#### What you are asked to do
Your answer must be the lines from the start of the records through the line with "Target: round table top", exactly as written, without the pictures.
*** Opening Data to process ***
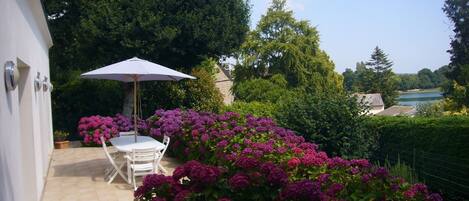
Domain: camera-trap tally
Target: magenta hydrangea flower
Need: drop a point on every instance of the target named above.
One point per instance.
(239, 181)
(301, 190)
(246, 163)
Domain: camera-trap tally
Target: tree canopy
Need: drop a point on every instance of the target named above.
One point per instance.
(374, 76)
(175, 33)
(280, 44)
(458, 12)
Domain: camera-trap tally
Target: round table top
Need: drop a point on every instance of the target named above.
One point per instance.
(127, 143)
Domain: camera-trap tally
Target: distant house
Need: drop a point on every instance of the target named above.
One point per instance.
(398, 110)
(224, 82)
(374, 101)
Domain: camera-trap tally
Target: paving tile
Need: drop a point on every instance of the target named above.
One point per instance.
(77, 174)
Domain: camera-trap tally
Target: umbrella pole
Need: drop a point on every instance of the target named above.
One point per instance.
(135, 107)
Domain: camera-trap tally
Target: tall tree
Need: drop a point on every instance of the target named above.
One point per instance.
(426, 78)
(280, 44)
(175, 33)
(349, 79)
(458, 12)
(384, 80)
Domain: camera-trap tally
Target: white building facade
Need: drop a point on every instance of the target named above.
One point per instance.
(26, 141)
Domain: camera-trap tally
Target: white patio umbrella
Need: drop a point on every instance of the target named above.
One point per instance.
(135, 70)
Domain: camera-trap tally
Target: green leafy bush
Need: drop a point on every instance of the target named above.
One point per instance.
(335, 122)
(199, 94)
(430, 109)
(257, 109)
(261, 90)
(435, 147)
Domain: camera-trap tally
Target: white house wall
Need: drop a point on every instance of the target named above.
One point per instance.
(24, 156)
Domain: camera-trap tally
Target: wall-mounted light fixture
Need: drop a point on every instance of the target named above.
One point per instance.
(12, 75)
(51, 87)
(45, 84)
(38, 82)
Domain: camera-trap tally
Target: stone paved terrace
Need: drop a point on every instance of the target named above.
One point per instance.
(77, 174)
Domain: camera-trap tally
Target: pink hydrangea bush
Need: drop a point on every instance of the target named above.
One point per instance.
(248, 158)
(93, 127)
(123, 123)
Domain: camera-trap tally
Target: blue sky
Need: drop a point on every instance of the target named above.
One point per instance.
(414, 33)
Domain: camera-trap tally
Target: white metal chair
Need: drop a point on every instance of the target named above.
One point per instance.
(166, 140)
(116, 164)
(141, 162)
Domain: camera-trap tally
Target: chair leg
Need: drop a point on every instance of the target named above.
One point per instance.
(112, 177)
(133, 181)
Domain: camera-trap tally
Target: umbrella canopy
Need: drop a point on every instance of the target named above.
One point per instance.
(135, 68)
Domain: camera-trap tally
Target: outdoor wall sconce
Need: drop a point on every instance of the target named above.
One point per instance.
(12, 75)
(45, 84)
(38, 82)
(51, 87)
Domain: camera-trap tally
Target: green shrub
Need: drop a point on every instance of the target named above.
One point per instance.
(261, 90)
(401, 169)
(435, 147)
(335, 122)
(430, 109)
(199, 94)
(257, 109)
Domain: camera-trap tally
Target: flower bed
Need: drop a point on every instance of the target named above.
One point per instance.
(246, 158)
(93, 127)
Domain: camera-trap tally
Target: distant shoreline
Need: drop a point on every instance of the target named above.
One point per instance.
(421, 91)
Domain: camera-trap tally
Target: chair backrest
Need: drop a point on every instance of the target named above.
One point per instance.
(126, 133)
(143, 156)
(106, 151)
(166, 140)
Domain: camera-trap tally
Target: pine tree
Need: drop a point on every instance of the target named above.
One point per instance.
(384, 81)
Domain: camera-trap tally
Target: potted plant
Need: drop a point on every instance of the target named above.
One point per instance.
(60, 140)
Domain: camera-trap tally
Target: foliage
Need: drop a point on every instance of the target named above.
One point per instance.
(408, 81)
(435, 147)
(457, 96)
(334, 122)
(384, 79)
(376, 78)
(201, 94)
(349, 80)
(257, 109)
(174, 33)
(252, 159)
(401, 169)
(430, 109)
(93, 127)
(60, 136)
(262, 90)
(457, 12)
(280, 44)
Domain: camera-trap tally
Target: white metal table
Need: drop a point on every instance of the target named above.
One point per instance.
(127, 143)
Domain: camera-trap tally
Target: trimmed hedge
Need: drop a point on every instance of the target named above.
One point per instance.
(437, 148)
(232, 158)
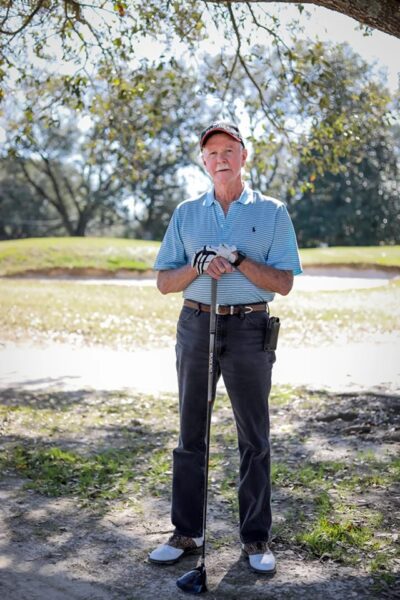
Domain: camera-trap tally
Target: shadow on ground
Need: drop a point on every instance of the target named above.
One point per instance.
(88, 538)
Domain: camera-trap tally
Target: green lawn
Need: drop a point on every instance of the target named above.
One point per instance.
(104, 254)
(123, 316)
(107, 255)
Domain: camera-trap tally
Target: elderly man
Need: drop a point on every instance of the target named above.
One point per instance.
(247, 242)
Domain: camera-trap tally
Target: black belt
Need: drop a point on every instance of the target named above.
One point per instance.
(226, 309)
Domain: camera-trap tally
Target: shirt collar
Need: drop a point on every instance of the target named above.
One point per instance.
(246, 197)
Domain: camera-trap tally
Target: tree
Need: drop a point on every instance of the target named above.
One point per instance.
(22, 213)
(377, 14)
(138, 135)
(355, 203)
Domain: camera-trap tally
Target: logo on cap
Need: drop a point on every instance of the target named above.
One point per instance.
(221, 127)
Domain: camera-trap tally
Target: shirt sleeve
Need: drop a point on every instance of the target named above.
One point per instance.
(284, 252)
(172, 253)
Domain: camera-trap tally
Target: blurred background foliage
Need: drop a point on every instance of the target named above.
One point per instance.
(102, 106)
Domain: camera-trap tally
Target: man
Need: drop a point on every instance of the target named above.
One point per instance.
(247, 242)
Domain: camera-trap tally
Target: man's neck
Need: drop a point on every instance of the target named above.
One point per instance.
(228, 194)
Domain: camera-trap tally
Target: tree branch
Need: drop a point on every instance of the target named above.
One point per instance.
(378, 14)
(25, 23)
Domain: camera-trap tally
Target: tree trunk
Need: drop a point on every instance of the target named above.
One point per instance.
(378, 14)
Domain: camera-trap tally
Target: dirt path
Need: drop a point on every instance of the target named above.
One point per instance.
(335, 449)
(61, 549)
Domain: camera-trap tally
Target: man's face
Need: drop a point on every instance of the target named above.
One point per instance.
(223, 158)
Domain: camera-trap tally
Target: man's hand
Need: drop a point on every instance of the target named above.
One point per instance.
(213, 261)
(228, 252)
(202, 258)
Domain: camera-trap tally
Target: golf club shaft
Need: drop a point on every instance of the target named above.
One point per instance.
(210, 400)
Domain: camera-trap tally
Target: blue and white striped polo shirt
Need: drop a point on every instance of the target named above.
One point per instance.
(257, 225)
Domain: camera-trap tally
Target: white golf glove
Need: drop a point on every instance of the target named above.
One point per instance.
(227, 252)
(202, 258)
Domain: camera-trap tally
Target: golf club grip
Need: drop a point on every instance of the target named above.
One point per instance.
(213, 319)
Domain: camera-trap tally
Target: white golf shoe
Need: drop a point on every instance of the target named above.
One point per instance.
(260, 557)
(176, 547)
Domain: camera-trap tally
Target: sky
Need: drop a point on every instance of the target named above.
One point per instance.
(316, 22)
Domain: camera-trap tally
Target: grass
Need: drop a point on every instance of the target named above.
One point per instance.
(110, 450)
(69, 254)
(355, 256)
(109, 255)
(139, 316)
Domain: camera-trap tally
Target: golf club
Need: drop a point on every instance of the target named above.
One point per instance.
(195, 581)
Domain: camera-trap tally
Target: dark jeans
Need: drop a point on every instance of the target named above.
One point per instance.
(246, 371)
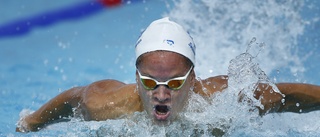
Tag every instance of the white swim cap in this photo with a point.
(167, 35)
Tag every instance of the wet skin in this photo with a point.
(163, 104)
(111, 99)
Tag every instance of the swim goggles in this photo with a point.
(174, 83)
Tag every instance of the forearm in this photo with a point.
(299, 98)
(57, 108)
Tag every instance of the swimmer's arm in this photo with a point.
(57, 108)
(299, 98)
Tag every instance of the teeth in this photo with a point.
(161, 109)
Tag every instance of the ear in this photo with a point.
(192, 77)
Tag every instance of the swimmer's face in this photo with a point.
(162, 103)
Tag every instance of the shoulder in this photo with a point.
(211, 85)
(107, 99)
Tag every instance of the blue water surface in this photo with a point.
(38, 65)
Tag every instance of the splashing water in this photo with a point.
(225, 27)
(220, 114)
(221, 29)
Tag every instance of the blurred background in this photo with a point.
(47, 46)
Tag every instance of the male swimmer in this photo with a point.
(165, 77)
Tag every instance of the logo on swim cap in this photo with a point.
(170, 42)
(164, 34)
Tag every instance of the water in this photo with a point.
(41, 64)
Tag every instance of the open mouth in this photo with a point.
(161, 112)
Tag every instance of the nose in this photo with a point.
(162, 94)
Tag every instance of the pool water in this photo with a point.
(37, 65)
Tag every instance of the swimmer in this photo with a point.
(165, 77)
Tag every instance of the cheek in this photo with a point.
(144, 95)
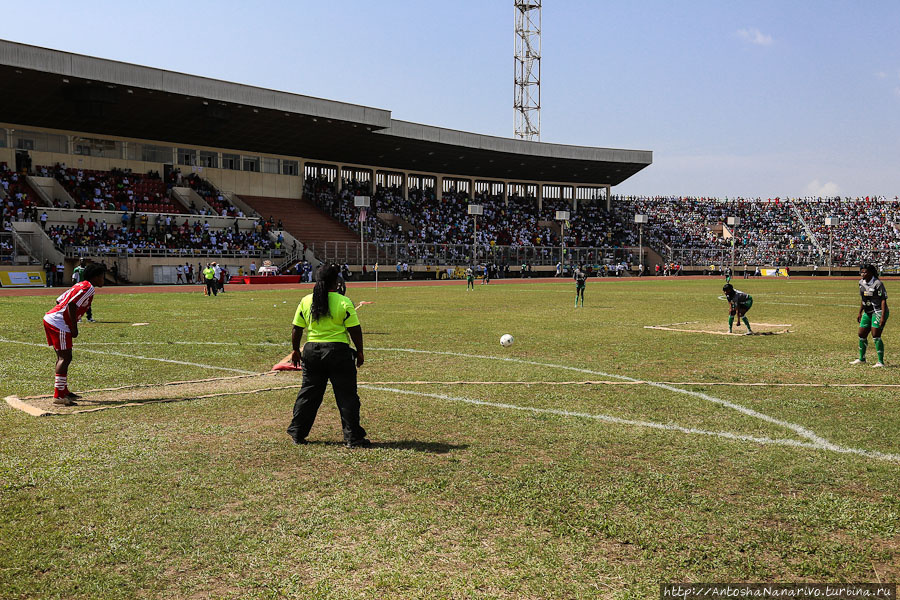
*** Closing Data to process ***
#### Your response
Domain: camera-trap tally
Target: magenta hydrangea flower
Need: drop a point on every instance of the target named above.
One point per instance.
(239, 181)
(301, 190)
(246, 163)
Domain: camera-trap tally
Target: tree canopy
Need: drop a point on every instance of the target named above.
One point per instance.
(374, 76)
(175, 33)
(280, 44)
(458, 12)
Domain: camera-trap tally
Target: round table top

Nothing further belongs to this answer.